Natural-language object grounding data

=====

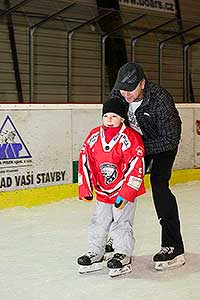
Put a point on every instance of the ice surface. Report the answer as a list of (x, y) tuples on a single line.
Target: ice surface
[(39, 247)]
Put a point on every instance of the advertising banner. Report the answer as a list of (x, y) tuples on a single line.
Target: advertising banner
[(167, 6), (35, 148)]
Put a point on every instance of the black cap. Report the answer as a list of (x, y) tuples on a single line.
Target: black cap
[(115, 105), (129, 76)]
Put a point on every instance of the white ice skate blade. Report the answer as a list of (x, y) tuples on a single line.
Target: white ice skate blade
[(164, 265), (91, 268), (120, 271)]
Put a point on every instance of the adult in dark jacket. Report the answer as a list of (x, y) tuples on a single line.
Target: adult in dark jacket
[(152, 112)]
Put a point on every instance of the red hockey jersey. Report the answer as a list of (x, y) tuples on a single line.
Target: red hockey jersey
[(114, 168)]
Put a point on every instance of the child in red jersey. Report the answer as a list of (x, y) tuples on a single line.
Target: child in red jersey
[(111, 162)]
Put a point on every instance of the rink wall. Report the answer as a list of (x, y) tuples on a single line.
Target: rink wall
[(40, 143)]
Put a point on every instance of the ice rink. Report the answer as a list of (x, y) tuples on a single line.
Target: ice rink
[(39, 247)]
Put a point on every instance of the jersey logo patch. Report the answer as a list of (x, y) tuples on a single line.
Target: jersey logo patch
[(109, 172), (134, 182), (139, 151)]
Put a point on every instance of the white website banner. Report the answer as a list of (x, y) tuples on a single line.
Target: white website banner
[(167, 6)]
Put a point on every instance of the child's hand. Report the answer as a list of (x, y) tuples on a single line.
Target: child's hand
[(87, 198), (120, 202)]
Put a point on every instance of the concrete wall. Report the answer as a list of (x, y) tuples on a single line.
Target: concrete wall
[(40, 143)]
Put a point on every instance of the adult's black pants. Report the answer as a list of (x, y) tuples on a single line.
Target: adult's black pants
[(165, 202)]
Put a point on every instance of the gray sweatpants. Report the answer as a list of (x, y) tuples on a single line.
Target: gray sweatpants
[(117, 222)]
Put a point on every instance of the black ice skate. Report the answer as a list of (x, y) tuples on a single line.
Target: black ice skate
[(168, 257), (120, 264), (109, 251), (90, 262)]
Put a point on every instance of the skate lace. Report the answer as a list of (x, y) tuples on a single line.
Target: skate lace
[(165, 250)]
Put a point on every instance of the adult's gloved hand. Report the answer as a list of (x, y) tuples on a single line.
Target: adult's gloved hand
[(120, 202)]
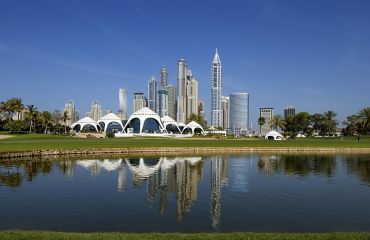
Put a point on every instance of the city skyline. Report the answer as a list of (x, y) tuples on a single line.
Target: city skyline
[(280, 53)]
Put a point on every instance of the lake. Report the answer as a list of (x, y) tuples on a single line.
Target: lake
[(251, 192)]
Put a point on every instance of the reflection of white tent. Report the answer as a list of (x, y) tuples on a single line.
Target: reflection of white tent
[(193, 127), (273, 135), (110, 123), (145, 121), (143, 170), (170, 125), (85, 124)]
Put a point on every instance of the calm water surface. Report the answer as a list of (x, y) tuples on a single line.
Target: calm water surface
[(255, 192)]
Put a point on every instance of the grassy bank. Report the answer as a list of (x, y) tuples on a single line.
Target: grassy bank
[(41, 235), (47, 142)]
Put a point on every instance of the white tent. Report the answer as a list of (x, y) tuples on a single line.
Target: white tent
[(170, 125), (110, 123), (145, 121), (273, 135), (300, 135), (85, 124), (193, 127)]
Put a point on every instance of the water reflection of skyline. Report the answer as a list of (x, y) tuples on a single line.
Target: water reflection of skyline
[(177, 179)]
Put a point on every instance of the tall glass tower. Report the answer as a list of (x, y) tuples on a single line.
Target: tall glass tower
[(152, 94), (216, 91), (122, 95)]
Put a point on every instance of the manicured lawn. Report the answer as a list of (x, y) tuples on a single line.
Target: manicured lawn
[(39, 235), (41, 141)]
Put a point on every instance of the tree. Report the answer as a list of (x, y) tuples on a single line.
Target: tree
[(363, 119), (277, 122), (330, 121), (31, 115), (65, 117), (46, 119), (261, 121), (11, 106)]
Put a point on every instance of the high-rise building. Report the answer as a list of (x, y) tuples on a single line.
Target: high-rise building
[(191, 95), (122, 111), (152, 94), (239, 111), (172, 108), (69, 107), (225, 111), (181, 90), (216, 91), (139, 101), (96, 111), (162, 103), (164, 77), (289, 111), (267, 114), (201, 109)]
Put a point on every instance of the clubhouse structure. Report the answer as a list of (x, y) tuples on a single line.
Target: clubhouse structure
[(143, 122)]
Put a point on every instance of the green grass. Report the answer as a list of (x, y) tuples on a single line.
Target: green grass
[(41, 141), (41, 235)]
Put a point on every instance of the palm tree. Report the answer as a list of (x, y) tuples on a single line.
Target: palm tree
[(364, 119), (31, 114), (65, 117), (261, 121), (11, 106), (277, 122), (330, 121), (46, 119)]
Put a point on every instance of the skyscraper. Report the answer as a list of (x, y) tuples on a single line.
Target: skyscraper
[(216, 91), (139, 101), (289, 111), (239, 111), (181, 90), (96, 111), (267, 114), (225, 111), (201, 109), (69, 107), (164, 77), (191, 95), (162, 103), (152, 94), (122, 95), (172, 108)]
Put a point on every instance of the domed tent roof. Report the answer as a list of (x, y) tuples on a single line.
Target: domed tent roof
[(167, 121), (85, 123), (193, 126), (145, 120), (86, 120), (273, 135), (109, 122)]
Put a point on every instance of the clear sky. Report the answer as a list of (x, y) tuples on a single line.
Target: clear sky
[(313, 54)]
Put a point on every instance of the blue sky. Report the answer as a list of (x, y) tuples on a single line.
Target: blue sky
[(313, 54)]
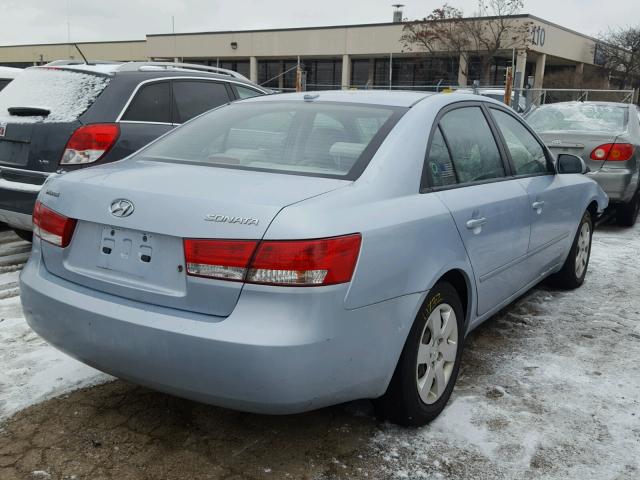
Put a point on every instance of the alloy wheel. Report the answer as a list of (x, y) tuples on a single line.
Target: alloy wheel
[(583, 248), (437, 353)]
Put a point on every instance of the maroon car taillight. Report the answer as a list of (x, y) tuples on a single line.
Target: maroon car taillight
[(302, 263), (617, 152), (51, 226), (89, 143)]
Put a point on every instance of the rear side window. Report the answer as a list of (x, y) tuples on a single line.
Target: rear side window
[(244, 92), (439, 162), (526, 153), (66, 94), (473, 149), (288, 137), (151, 104), (191, 98)]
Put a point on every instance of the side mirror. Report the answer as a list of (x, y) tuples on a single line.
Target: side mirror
[(568, 163)]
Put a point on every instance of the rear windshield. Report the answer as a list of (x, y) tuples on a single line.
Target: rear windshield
[(65, 94), (317, 139), (579, 117)]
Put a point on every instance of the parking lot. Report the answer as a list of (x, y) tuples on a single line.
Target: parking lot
[(549, 388)]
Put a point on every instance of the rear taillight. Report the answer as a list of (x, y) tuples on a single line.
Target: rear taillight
[(89, 143), (616, 152), (221, 259), (51, 226), (302, 263)]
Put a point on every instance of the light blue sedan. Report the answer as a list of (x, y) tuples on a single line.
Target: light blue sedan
[(289, 252)]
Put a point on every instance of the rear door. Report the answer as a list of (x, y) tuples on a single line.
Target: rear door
[(552, 197), (467, 170)]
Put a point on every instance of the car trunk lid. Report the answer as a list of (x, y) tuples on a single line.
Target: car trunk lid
[(141, 256), (580, 144)]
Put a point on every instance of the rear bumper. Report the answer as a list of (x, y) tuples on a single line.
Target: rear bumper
[(279, 353), (18, 196), (618, 183)]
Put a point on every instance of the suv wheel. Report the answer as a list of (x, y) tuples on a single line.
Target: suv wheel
[(428, 367)]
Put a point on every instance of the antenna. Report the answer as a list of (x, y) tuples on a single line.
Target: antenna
[(397, 13)]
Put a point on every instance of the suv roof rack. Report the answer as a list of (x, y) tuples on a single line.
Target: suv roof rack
[(151, 66)]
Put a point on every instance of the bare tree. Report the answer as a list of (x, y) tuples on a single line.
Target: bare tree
[(619, 53), (484, 36)]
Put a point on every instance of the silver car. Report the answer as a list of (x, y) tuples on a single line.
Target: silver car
[(607, 136), (290, 252)]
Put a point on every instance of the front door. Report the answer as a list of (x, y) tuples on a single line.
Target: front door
[(552, 198)]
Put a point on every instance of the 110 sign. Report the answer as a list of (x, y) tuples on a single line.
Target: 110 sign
[(538, 36)]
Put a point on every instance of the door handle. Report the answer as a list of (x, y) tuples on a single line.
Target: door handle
[(538, 206), (476, 224)]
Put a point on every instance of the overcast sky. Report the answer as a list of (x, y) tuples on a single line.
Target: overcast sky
[(45, 21)]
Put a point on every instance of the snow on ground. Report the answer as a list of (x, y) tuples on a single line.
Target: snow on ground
[(549, 388), (31, 370)]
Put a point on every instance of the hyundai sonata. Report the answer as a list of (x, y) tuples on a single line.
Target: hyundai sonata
[(290, 252)]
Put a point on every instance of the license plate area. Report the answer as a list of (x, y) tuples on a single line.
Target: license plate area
[(126, 251)]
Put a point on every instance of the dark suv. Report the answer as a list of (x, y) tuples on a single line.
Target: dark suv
[(58, 118)]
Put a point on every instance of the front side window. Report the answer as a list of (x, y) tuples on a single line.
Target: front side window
[(526, 153), (151, 104), (473, 149), (289, 137), (244, 92), (192, 97)]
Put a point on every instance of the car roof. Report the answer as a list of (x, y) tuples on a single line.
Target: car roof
[(611, 104), (371, 97), (9, 72)]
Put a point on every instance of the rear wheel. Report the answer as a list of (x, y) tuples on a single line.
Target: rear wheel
[(575, 266), (24, 234), (627, 214), (428, 367)]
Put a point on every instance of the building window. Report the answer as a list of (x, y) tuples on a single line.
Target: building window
[(240, 66), (360, 72), (323, 74), (271, 74)]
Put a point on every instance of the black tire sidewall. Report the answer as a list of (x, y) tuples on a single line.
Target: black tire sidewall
[(416, 411), (574, 250)]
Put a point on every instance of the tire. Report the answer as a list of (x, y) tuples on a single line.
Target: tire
[(419, 390), (24, 234), (627, 214), (575, 267)]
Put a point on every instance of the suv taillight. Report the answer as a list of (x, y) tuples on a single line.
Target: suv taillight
[(89, 143), (301, 263), (617, 152), (51, 226)]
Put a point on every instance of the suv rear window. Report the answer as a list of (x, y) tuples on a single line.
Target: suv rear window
[(66, 94), (151, 104), (577, 117), (331, 139), (193, 97)]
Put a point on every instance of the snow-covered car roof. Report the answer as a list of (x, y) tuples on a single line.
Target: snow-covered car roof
[(10, 72)]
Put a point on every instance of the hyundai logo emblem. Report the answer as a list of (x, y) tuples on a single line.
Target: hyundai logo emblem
[(121, 208)]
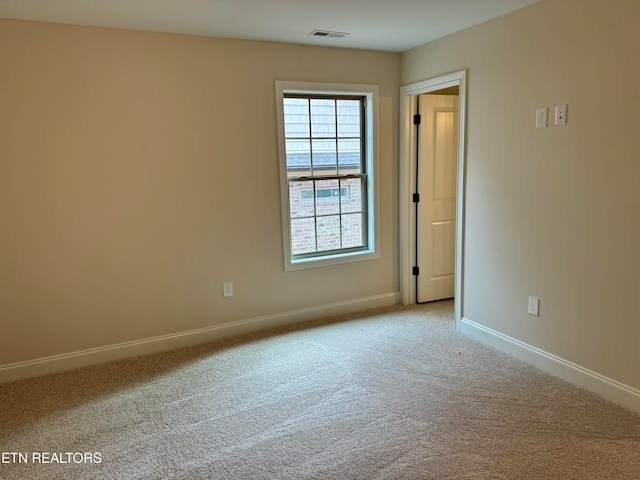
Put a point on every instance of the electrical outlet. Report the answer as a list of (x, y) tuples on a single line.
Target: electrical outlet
[(534, 306), (541, 117)]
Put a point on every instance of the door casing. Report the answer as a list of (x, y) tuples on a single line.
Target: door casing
[(408, 152)]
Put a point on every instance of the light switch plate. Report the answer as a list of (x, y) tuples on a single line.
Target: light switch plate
[(534, 305), (561, 115), (541, 117)]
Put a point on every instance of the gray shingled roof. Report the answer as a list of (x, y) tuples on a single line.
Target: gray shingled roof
[(322, 160)]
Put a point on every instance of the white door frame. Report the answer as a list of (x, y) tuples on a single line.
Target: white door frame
[(408, 108)]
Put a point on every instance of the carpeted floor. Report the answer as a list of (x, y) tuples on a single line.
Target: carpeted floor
[(394, 393)]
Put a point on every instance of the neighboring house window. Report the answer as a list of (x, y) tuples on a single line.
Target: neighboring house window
[(327, 164)]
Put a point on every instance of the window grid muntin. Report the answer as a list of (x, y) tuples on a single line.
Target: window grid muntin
[(362, 212), (337, 138)]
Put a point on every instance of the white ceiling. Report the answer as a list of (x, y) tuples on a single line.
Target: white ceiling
[(391, 25)]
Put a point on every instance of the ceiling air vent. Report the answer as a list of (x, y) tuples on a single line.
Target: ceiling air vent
[(327, 33)]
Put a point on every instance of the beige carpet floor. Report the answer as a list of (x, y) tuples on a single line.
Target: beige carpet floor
[(394, 393)]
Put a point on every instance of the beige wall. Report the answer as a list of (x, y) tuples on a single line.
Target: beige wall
[(138, 171), (553, 212)]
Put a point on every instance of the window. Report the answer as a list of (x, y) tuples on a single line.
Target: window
[(327, 173)]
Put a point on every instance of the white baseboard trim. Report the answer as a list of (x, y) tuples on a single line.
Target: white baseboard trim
[(612, 390), (108, 353)]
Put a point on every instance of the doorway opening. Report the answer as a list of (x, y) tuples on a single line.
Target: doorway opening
[(450, 227)]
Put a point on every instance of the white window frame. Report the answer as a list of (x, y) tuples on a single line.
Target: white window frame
[(370, 92)]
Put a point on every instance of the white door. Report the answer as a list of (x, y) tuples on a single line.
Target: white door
[(436, 209)]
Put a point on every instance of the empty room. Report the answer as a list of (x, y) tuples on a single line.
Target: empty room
[(274, 239)]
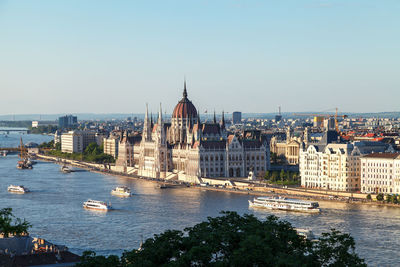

=====

**Exercise instructions**: As listed above, the lines from the line with "Target: white door frame" to the line with "Put a point on every instance of the neighboring" are to be echoed exactly, with both ends included and nothing added.

**Answer section**:
Target: white door frame
[(408, 108)]
Put a point on every instance of the carpeted floor. Report the answer as a list of (x, y) tuples on a single line.
Target: carpeted floor
[(394, 393)]
Put a point on every instance of the neighboring house window. Report the answer as a list of (x, y) tuples on a single line.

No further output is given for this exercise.